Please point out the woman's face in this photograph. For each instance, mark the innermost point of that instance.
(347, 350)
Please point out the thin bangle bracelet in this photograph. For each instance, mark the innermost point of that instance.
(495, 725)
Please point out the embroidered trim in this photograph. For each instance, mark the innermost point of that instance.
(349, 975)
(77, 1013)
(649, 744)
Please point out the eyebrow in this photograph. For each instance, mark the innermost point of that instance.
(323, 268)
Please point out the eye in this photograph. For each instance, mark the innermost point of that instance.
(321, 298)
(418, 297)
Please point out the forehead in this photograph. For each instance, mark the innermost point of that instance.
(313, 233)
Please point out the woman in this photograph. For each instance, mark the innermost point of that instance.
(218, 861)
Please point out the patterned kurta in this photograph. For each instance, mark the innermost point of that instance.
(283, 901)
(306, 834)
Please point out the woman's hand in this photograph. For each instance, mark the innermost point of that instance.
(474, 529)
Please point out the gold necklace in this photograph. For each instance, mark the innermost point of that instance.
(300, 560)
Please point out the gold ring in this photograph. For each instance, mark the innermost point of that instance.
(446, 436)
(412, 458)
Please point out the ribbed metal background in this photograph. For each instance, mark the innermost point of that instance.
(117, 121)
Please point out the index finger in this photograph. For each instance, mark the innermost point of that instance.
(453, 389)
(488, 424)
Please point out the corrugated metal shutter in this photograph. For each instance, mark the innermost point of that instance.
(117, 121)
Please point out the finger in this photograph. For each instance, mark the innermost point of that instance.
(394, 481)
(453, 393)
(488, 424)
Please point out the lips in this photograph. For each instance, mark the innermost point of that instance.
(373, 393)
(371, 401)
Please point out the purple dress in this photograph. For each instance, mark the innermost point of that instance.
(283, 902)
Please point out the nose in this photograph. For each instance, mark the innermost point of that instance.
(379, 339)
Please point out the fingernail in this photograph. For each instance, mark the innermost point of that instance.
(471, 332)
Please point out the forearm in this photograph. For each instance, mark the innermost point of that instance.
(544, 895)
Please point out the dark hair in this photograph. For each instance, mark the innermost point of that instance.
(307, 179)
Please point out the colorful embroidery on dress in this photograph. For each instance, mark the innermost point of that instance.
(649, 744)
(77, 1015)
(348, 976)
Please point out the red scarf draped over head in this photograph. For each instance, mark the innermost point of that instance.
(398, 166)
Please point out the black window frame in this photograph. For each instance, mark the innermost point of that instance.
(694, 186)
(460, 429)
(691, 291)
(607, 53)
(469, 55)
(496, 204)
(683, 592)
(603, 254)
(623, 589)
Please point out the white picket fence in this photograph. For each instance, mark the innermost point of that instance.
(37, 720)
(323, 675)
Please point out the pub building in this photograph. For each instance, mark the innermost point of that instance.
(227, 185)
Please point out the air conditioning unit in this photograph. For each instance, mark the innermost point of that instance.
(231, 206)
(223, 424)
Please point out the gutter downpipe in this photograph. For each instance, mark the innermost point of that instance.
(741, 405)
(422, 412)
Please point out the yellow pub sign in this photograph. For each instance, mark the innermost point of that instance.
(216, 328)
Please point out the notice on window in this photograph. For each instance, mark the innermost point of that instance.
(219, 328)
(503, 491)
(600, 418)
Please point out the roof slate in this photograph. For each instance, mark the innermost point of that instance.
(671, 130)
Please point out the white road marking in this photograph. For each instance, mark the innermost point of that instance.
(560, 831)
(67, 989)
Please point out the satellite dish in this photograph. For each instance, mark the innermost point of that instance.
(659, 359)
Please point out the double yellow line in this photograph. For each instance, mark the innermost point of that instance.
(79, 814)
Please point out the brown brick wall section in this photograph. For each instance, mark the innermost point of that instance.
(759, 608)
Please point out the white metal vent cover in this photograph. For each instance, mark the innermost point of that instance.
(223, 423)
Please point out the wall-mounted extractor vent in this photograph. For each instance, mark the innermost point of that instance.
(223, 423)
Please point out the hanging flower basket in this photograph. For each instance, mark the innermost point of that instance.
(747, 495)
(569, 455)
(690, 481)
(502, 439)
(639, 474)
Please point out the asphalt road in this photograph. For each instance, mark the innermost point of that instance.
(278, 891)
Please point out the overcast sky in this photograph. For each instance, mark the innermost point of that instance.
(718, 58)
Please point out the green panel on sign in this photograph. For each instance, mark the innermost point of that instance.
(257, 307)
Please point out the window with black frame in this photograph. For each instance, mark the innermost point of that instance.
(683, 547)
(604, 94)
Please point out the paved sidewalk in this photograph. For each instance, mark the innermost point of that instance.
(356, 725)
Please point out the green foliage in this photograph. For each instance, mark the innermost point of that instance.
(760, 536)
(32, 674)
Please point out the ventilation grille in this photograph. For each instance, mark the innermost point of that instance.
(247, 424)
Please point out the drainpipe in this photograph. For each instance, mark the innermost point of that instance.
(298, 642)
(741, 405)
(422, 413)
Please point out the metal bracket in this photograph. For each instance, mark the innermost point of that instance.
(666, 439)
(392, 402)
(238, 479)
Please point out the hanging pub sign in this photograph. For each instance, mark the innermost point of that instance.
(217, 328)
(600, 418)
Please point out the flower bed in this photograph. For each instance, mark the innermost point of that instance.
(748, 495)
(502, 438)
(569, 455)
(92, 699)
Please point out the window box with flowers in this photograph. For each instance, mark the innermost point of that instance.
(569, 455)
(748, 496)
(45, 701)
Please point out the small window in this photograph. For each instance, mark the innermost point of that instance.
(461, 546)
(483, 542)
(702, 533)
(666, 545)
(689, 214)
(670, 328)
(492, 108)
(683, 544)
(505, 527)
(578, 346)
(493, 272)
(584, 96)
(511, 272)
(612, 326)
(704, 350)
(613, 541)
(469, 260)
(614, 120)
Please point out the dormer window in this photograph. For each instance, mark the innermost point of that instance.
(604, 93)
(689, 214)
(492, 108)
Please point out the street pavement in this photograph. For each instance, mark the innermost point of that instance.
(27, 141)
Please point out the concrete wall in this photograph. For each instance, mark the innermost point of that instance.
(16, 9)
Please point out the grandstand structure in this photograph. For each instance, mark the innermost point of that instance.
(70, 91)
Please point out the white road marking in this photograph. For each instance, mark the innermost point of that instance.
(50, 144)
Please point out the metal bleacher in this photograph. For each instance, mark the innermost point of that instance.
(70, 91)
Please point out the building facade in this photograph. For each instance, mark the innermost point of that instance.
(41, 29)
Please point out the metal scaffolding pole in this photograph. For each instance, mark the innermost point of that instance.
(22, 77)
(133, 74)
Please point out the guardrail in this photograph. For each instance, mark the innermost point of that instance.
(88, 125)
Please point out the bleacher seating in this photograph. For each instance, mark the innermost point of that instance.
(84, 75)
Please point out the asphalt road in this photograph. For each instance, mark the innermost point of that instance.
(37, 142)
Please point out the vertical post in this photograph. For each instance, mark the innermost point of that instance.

+===+

Exercise description: Repeat the data above exactly.

Task result:
Please point out the woman's face in this photograph. For each instance, mark the innermost point of that instance.
(347, 350)
Please point out the thin bangle bracelet in this photograph. For each instance, mark the innermost point of that instance.
(495, 725)
Please point out the embroidered trim in this photograph. For each instance, mark the innermost point of that instance.
(349, 975)
(77, 1013)
(649, 744)
Please point out the eyebrow in this photograph. For each instance, mark the innermost point of that instance.
(323, 268)
Please point out the eye in this photograph. For each instance, mark the innermost point of that instance.
(321, 298)
(418, 297)
Please point out the forehead in this photograph. For each instance, mark the innermost point of that instance.
(313, 233)
Please point out the woman in this photograph. For each instance, mark the innermost point of that instance.
(218, 861)
Please point out the patterned kurta in this photograph. For each instance, mark the innermost point of that instance.
(283, 901)
(306, 834)
Please point out the woman's hand in this photograph. For each instance, mark the innermost point of that instance.
(474, 529)
Please point out the gold necklace in this photograph. For each instance, mark the innermost point of that instance.
(300, 560)
Please point out the gold ring in this photograph. For each instance, mark the innermost point of that instance.
(446, 436)
(412, 458)
Please point out the ribbed metal background in this photograph. For each instance, mark the innermost point of that instance.
(117, 121)
Please point out the index finger in this photograph. For each instance, mark the innermost point of that instance.
(453, 389)
(488, 424)
Please point out the corrugated metal shutter in this photograph. For each instance, mark the innermost point of that instance.
(117, 121)
Please point out the finger in this photograph. For each instance, mark the innermost point of that instance.
(394, 481)
(453, 393)
(488, 424)
Please point out the lips in this photograph. For each instance, mark the innermost point of that instance.
(373, 393)
(371, 401)
Please point out the purple dress in this photograph. For each instance, mark the innermost point of that instance.
(283, 902)
Please point out the nose in this photograph. For each instance, mark the innermost point of that instance.
(379, 339)
Please point out the fingernail in this photograph. For each instance, mark the innermost point of that instance.
(471, 332)
Please point out the forearm in this photograph. For each instance, mark the innermost point of that instance.
(544, 895)
Please point out the dark hair in this photograph. For each instance, mark the innermost point of that instance.
(307, 179)
Please point out the colorful embroidery on dress in this photograph. For each instance, mark the innermost point of that instance.
(649, 744)
(77, 1015)
(348, 976)
Please point out the red scarf draped over head in this photograph. For each instance, mark the innermost point of that instance.
(398, 166)
Please point out the black window frame in this photograph. For each instance, mark the innermost point of that instance.
(694, 186)
(460, 429)
(691, 291)
(607, 53)
(469, 55)
(496, 204)
(683, 592)
(603, 254)
(623, 589)
Please point out the white picket fence in this photograph. For each instance, mark the innermost point of that instance.
(37, 720)
(323, 675)
Please point out the pub building in this photograph. For each instance, mark the innermost point of that instance.
(227, 185)
Please point out the air conditioning unit in this photograph. For each instance, mark the innermost point of that instance.
(231, 206)
(223, 424)
Please point out the gutter downpipe in this photograph. For each instance, mark the innermost point of that instance.
(741, 405)
(422, 412)
Please point out the yellow pub sign in this photograph. For each instance, mark the innermost point of that instance.
(216, 328)
Please point out the notice on window in this photograph. For each instance, mark the innermost point of that instance.
(219, 328)
(503, 491)
(600, 418)
Please point out the roof slate in this photograph. For each instance, mark the innermost point of that instance.
(671, 130)
Please point out the white road marking in this photograph. For each instance, mark the innermost point of that instance.
(560, 831)
(67, 989)
Please point out the satellite dish in this photograph. For each instance, mark the innermost point of that instance.
(659, 359)
Please point out the double yellow line in this photograph. For each instance, mark the innermost point of that instance.
(79, 814)
Please point out the brown brick wall section in this photograph. For each instance, mark the innermost point of that instance.
(759, 608)
Please point out the white metal vent cover in this photograph. For each instance, mark the innermost point of that instance.
(223, 423)
Please point out the wall-mounted extractor vent in this photograph. For each instance, mark the innermost point of that instance.
(223, 423)
Please point out the hanging flower basket in this photograph. For each instance, mark the innermost point of that instance.
(747, 495)
(569, 455)
(690, 481)
(502, 439)
(639, 474)
Please point out the asphalt road in this photograph. For each instance, mark the innermost point of that instance.
(278, 891)
Please point out the overcast sky in this photograph. For each instance, mark the innermost point of that instance.
(718, 58)
Please point out the green panel on sign in this photograph. For each instance, mark the innermost point of that instance.
(257, 307)
Please point out the window with black frame in this photograph. For each instance, mark the innermost point of that instance.
(683, 547)
(604, 94)
Please point out the paved sidewalk in this photograph. For each instance, mark the innermost point of that instance.
(356, 725)
Please point out the green foliage in this photograph. For each instance, mark the innermost point of that instance.
(760, 536)
(32, 674)
Please point out the ventilation grille in this photograph. For each instance, mark the innermost point of that instance.
(247, 424)
Please point out the drainpipe in this photograph. For each instance, mark the innermost point of that instance.
(298, 642)
(741, 405)
(422, 413)
Please point out the metal bracket in this photograph. For each instance, mark the innermost point of that instance.
(666, 439)
(392, 402)
(238, 479)
Please point out the hanging pub sign in this photograph. For each instance, mark the innermost point of that instance.
(217, 328)
(600, 418)
Please point out the flower bed in this photograph. For each instance, mark the innermost point of that instance.
(748, 495)
(502, 438)
(569, 455)
(92, 699)
Please point out the window box with flowers in this photograph. For each instance, mark the innermost point of that instance.
(569, 455)
(748, 496)
(45, 701)
Please point out the small window in this photograph. For each instance, mark the innermost point of that instance.
(461, 546)
(483, 542)
(702, 533)
(666, 545)
(689, 214)
(670, 328)
(492, 108)
(683, 544)
(505, 527)
(578, 346)
(493, 272)
(584, 96)
(511, 272)
(612, 326)
(704, 350)
(613, 541)
(469, 260)
(614, 120)
Please point out the dormer window in this photograph. For each instance, mark the innermost point of that instance.
(604, 93)
(689, 214)
(492, 108)
Please point out the street pavement in this photograph. For each instance, mark the innermost point of that instance.
(27, 141)
Please point out the concrete wall in this photograph. For each instance, mark the innermost point of that instance.
(16, 9)
Please point out the grandstand structure in this photograph. For each instance, mark the innermost point of that instance.
(70, 91)
Please point out the white road marking in this photograph. For each instance, mark the innermost point of that instance.
(50, 144)
Please point out the metal bleacher in this photograph. For each instance, mark the innermost point of that instance.
(70, 91)
Please point out the building facade in this photograph. For each instance, mark the innermost point of that instance.
(41, 29)
Please point out the metal scaffolding pole in this photograph. For each instance, mark the innermost point of that instance.
(22, 77)
(133, 74)
Please point out the guardrail in this photograph. For each instance, mark the innermost point of that instance.
(88, 125)
Please point out the bleacher seating in this photograph. For each instance, mark the innermost point of that instance.
(84, 75)
Please point out the asphalt road in this photograph. For each instance, mark the innermost point of that instance.
(37, 142)
Please point out the vertical post in this photograph. For each instance, mark the innermost point of that instance.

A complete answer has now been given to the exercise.